**SUPPLIED RECORDS**
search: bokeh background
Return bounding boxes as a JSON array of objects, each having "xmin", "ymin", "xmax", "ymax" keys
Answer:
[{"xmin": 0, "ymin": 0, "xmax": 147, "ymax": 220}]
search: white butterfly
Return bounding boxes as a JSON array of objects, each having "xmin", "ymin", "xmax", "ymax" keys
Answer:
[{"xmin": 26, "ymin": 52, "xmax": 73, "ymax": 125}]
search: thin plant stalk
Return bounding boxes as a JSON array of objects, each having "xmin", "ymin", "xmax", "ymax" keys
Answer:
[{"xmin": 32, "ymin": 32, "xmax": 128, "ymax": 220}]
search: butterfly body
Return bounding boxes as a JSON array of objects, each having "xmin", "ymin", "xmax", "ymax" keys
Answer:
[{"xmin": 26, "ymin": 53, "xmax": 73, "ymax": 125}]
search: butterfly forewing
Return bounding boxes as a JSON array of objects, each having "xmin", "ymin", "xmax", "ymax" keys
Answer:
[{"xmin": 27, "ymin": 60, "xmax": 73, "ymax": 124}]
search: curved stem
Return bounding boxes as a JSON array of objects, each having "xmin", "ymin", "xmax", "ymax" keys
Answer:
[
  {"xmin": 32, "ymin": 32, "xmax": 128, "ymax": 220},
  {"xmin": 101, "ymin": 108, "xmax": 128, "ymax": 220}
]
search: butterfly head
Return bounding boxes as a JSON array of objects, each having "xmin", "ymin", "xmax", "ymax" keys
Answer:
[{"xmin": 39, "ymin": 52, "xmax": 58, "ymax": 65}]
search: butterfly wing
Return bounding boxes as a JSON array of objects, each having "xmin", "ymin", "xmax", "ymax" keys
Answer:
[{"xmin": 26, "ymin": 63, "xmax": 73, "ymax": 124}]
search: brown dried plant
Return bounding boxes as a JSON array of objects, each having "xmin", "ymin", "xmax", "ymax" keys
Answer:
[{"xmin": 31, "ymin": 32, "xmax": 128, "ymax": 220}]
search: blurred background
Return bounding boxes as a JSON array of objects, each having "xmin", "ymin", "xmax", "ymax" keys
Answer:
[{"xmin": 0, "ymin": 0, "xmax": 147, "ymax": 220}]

**EXERCISE TASK**
Write out every entry above again, line for line, without changing anything.

**CORRECT RESPONSE**
search: bokeh background
Return bounding boxes as a JSON array of objects, each having "xmin", "ymin", "xmax", "ymax" keys
Answer:
[{"xmin": 0, "ymin": 0, "xmax": 147, "ymax": 220}]
search: white butterfly
Return bounding boxes as a JSON array of objects, each having "xmin", "ymin", "xmax", "ymax" keys
Answer:
[{"xmin": 26, "ymin": 52, "xmax": 73, "ymax": 125}]
search: thin plant stalk
Return bounding boxes as a JSON array of objects, each having "xmin", "ymin", "xmax", "ymax" keys
Answer:
[{"xmin": 32, "ymin": 32, "xmax": 128, "ymax": 220}]
search: butterfly body
Return bounding boxes as a JSON array of objects, each having "xmin", "ymin", "xmax", "ymax" keys
Answer:
[{"xmin": 26, "ymin": 53, "xmax": 73, "ymax": 125}]
search: butterfly forewing
Return bounding boxes as a JSON array of objects, each having "xmin", "ymin", "xmax", "ymax" keys
Answer:
[{"xmin": 27, "ymin": 60, "xmax": 73, "ymax": 124}]
search: curved stem
Return bounding boxes as a JSON array of objects, each having "xmin", "ymin", "xmax", "ymax" keys
Answer:
[
  {"xmin": 32, "ymin": 32, "xmax": 128, "ymax": 220},
  {"xmin": 101, "ymin": 108, "xmax": 128, "ymax": 220}
]
search: butterfly head
Return bounding boxes as a JSON array of objects, each having "xmin", "ymin", "xmax", "ymax" keys
Answer:
[{"xmin": 39, "ymin": 52, "xmax": 58, "ymax": 65}]
search: butterfly wing
Return bounding boxes as a JSON array of objects, each having "xmin", "ymin", "xmax", "ymax" keys
Answer:
[{"xmin": 26, "ymin": 63, "xmax": 73, "ymax": 124}]
search: brown dried plant
Return bounding boxes as a JSON array of objects, each having "xmin", "ymin", "xmax", "ymax" keys
Answer:
[{"xmin": 31, "ymin": 32, "xmax": 128, "ymax": 220}]
search: blurred background
Return bounding boxes as a JSON array of objects, each having "xmin", "ymin", "xmax", "ymax" keys
Answer:
[{"xmin": 0, "ymin": 0, "xmax": 147, "ymax": 220}]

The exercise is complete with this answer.